WHAT TO DO:
Convert every one of the following records into a numbered list, omitting any blank lines.

WORKING DATA:
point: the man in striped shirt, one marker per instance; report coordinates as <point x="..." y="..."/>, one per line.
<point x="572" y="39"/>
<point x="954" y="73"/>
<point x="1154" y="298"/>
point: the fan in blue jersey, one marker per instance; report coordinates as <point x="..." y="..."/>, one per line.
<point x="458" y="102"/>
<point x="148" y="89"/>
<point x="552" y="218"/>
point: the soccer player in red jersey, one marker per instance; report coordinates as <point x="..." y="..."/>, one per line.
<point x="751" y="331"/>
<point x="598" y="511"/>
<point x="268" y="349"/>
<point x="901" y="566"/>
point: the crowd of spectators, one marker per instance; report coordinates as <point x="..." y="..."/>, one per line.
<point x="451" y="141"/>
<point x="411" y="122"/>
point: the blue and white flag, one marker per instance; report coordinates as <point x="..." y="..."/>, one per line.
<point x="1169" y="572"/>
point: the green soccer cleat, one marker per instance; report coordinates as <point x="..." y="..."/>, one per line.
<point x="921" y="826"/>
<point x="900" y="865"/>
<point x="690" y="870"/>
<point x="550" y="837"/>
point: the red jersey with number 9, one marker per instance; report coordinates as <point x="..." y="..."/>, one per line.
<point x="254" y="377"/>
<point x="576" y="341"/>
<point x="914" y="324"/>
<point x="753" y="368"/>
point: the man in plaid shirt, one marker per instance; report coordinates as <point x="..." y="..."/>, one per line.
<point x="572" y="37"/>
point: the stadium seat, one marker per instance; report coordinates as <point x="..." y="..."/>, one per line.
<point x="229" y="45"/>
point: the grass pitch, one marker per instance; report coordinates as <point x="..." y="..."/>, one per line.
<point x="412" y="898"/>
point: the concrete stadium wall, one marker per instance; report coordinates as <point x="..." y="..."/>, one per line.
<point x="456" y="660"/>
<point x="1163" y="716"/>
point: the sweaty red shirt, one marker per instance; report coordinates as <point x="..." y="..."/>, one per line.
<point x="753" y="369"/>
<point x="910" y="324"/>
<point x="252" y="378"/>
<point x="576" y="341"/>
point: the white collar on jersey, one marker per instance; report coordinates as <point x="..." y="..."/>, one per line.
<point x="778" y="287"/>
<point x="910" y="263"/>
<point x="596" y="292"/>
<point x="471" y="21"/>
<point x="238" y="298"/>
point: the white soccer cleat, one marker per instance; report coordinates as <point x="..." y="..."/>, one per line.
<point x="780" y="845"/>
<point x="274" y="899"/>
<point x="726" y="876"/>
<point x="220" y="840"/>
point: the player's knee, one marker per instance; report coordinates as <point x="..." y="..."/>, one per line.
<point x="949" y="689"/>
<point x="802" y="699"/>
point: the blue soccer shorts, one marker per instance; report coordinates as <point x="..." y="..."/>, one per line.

OUTPUT BELOW:
1. point: the man in striped shirt, one marker per instance; report coordinates as <point x="..." y="..."/>, one per line.
2. <point x="572" y="39"/>
3. <point x="954" y="73"/>
4. <point x="1154" y="298"/>
5. point: the fan in blue jersey, one marker per instance; report coordinates as <point x="..." y="..."/>, one per line.
6. <point x="458" y="102"/>
7. <point x="148" y="89"/>
8. <point x="552" y="218"/>
9. point: the soccer player in red jersey, one marker per instance; report coordinates as <point x="..." y="..."/>, one per line.
10. <point x="751" y="331"/>
11. <point x="598" y="511"/>
12. <point x="268" y="349"/>
13. <point x="901" y="566"/>
14. point: the crowd of spectators, one marker per instance; report coordinates as <point x="..." y="..."/>, one per line.
15. <point x="451" y="141"/>
16. <point x="411" y="122"/>
17. point: the blue and white flag, one marker per instance; report coordinates as <point x="..." y="..."/>, one per line.
18. <point x="1169" y="572"/>
19. point: the green soccer cleat, one marker per instance; report coordinates as <point x="..." y="..."/>, one per line.
20. <point x="921" y="826"/>
21. <point x="900" y="865"/>
22. <point x="690" y="870"/>
23. <point x="550" y="837"/>
24. point: the red jersey with number 9, one marker per instance; report coordinates as <point x="..." y="..."/>, one per line.
25. <point x="254" y="377"/>
26. <point x="576" y="341"/>
27. <point x="914" y="324"/>
28. <point x="753" y="368"/>
29. point: the man in plaid shirt, one marker per instance; report coordinates as <point x="..." y="..."/>, one per line.
30. <point x="572" y="37"/>
31. point: the stadium seat, one marker per instance; report coordinates as <point x="..." y="..."/>, one per line.
32. <point x="229" y="45"/>
33. point: the grass pitch, one marker per instance; report coordinates as <point x="..." y="..."/>, one per line.
34. <point x="412" y="898"/>
35. point: the concrete stadium wall, one marker per instance; report coordinates as <point x="..." y="..."/>, one per line.
36. <point x="456" y="660"/>
37. <point x="1163" y="716"/>
38. point: the sweaty red shirt, one marker per instance; report coordinates as <point x="..." y="..."/>, one per line.
39. <point x="753" y="369"/>
40. <point x="910" y="324"/>
41. <point x="252" y="378"/>
42. <point x="576" y="341"/>
43. point: the white collar on jersey, one marker per instance; report coordinates as <point x="..." y="..."/>, one per line.
44. <point x="778" y="287"/>
45. <point x="910" y="263"/>
46. <point x="596" y="292"/>
47. <point x="471" y="21"/>
48. <point x="238" y="298"/>
49. point: the white soccer cleat, one marker per instance; report coordinates as <point x="..." y="..."/>, one per line.
50. <point x="780" y="845"/>
51. <point x="274" y="899"/>
52. <point x="726" y="876"/>
53. <point x="220" y="840"/>
54. point: the player's knee, one marker per instance; report coordinates as <point x="..." y="..."/>, one per line.
55. <point x="949" y="689"/>
56. <point x="802" y="699"/>
57. point: the blue soccer shorts, one marker per instance; report coordinates as <point x="..." y="..."/>, one per line.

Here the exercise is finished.